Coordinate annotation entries
###

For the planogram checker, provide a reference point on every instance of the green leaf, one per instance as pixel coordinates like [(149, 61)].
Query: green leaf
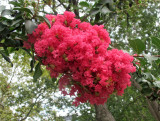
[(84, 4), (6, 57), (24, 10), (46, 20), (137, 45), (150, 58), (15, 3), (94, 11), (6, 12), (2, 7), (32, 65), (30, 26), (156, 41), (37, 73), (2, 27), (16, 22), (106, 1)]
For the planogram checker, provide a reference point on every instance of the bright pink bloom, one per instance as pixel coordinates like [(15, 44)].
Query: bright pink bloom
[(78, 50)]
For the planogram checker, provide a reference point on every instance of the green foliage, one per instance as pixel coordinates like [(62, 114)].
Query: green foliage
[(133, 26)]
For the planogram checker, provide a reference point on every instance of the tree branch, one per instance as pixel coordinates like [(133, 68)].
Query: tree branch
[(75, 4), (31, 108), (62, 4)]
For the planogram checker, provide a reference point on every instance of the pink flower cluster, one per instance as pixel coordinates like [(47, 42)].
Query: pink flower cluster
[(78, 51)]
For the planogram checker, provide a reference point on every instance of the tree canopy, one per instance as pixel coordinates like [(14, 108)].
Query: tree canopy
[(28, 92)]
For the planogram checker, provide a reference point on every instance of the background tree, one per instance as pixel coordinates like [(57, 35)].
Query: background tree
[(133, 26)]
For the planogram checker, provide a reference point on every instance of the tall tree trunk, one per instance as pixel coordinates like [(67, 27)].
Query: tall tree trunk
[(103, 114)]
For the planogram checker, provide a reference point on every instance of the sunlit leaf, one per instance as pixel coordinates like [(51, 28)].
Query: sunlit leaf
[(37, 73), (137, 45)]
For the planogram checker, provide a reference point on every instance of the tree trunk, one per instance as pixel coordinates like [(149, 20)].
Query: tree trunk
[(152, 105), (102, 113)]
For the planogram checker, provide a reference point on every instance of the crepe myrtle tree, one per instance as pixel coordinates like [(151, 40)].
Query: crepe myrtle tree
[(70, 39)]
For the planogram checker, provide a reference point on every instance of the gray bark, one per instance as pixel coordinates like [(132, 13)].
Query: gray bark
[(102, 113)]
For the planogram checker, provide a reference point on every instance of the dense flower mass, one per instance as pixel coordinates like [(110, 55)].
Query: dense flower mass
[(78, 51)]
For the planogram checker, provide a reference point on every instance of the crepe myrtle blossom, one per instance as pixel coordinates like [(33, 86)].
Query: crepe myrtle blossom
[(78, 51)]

###

WHAT IS ASKED
Pictures are to be left out; repeat all the remaining data exactly.

EXERCISE ANSWER
For the planogram checker, provide a reference point on every instance of the green leaf, one per instance as pixel coordinates like [(149, 61)].
Query: green leaf
[(84, 4), (6, 57), (24, 10), (46, 20), (137, 45), (150, 58), (15, 3), (94, 11), (6, 12), (2, 7), (32, 65), (30, 26), (156, 41), (37, 73), (2, 27), (16, 22), (106, 1)]
For the planogram checker, provide a reference point on every instance of the bright pink bloom, one per instance as pixel coordinates like [(15, 44)].
Query: bright pink bloom
[(78, 50)]
For the planogram checker, provide a reference point on every instance of the green foliage, one per instance as pixel coordinates like [(62, 114)].
Query: green foliage
[(133, 26)]
For the planogram checker, provide a reference point on every instance of the tree branch, one per instance as pixel coordinates like [(133, 68)].
Query: tree branch
[(75, 4), (31, 108), (62, 4)]
For the planogram checker, provide a reference point on every instance of the pink flower cluster, one per instance as pixel coordinates like [(47, 42)].
Query: pink flower cluster
[(78, 51)]
For the planogram checker, provide a reference point on every instance of the tree canopy, one per instance as pixel coordinates like [(14, 108)].
Query: tree canopy
[(28, 92)]
For the planogram checker, provide a reference point on every instance of the background tree, one per instance as pixel coordinates like [(57, 35)].
Query: background tree
[(133, 26)]
For the planogram checker, provide a reference point on every instance of the tall tree trunk, one per instance as pixel coordinates like [(67, 27)].
Query: tall tree trunk
[(103, 114)]
For the planogram checker, provide a reference point on every instance of the sunlit leaf, one per instance as pixel coordinates like [(51, 28)].
Query: sunlit leaf
[(37, 73), (137, 45)]
For the planogram checker, provide a reference point on every instance of the tree trunk, one per instance as pixel coordinates like [(149, 20)].
Query: tree trunk
[(152, 105), (102, 113)]
For the planogram checker, provide a reference point on every instance of the crepe myrtle tree, one per instance as pixel coordinates like [(151, 40)].
Query: crepe myrtle tree
[(70, 39)]
For the planogram checker, provide a reference point on every instance of the gray bark, one per instance as pixel coordinates like [(132, 13)].
Query: gray bark
[(102, 113)]
For the planogram checker, provide a reference point on every instance of the dense flower mass, one per instance as pixel coordinates like [(110, 55)].
Query: dense flower mass
[(78, 51)]
For the planogram checker, provide a reference point on every instance of the crepe myrtle blossom, one per instance as pixel coordinates like [(33, 86)].
Query: crepe myrtle blossom
[(78, 51)]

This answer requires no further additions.